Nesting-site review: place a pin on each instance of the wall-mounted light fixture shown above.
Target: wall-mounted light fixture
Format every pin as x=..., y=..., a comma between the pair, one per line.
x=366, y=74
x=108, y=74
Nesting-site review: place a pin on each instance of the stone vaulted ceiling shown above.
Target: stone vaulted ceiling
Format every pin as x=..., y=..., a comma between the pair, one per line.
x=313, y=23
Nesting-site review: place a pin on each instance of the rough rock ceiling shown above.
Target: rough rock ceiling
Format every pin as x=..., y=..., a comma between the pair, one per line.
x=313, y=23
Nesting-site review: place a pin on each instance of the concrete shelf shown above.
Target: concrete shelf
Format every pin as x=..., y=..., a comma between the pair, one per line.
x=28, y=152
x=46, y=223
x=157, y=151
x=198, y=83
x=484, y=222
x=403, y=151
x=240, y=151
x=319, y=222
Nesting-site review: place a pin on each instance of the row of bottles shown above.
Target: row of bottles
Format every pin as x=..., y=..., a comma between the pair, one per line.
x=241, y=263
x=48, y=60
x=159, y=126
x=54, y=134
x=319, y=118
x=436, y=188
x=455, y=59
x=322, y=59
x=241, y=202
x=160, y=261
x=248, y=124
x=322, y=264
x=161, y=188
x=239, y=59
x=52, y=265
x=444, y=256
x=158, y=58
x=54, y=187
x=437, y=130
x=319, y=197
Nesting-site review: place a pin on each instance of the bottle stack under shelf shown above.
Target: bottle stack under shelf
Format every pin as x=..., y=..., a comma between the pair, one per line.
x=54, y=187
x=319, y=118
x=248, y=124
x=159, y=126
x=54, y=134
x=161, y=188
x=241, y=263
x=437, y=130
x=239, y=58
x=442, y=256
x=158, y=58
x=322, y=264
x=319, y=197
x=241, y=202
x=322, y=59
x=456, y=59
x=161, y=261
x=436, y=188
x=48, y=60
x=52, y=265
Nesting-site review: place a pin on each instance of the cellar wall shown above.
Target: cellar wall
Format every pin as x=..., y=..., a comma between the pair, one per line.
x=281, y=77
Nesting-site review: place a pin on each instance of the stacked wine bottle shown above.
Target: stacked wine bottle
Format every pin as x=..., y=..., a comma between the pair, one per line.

○ ○ ○ ○ ○

Task to complete
From the listing above, report the number of lines containing the string "under", without any accompanying remarks.

Solution to the problem
2